TASK GOAL:
Copy the listing below line for line, without changing anything.

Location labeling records
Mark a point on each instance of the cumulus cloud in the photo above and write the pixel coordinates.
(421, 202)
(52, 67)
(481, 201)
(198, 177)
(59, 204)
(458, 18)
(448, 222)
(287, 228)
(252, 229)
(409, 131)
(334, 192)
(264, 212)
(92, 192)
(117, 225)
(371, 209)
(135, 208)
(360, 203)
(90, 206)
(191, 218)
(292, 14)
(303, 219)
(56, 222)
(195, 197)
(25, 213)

OUTPUT FOR THIS EXERCISE:
Mark a point on each instance of the cumulus cloud in the photo above and write the pixel coordinates.
(421, 202)
(52, 67)
(481, 201)
(198, 177)
(59, 204)
(458, 18)
(448, 222)
(287, 228)
(252, 229)
(409, 131)
(334, 192)
(264, 212)
(92, 192)
(117, 225)
(371, 209)
(135, 208)
(360, 203)
(90, 206)
(191, 218)
(292, 14)
(303, 219)
(56, 222)
(195, 197)
(25, 213)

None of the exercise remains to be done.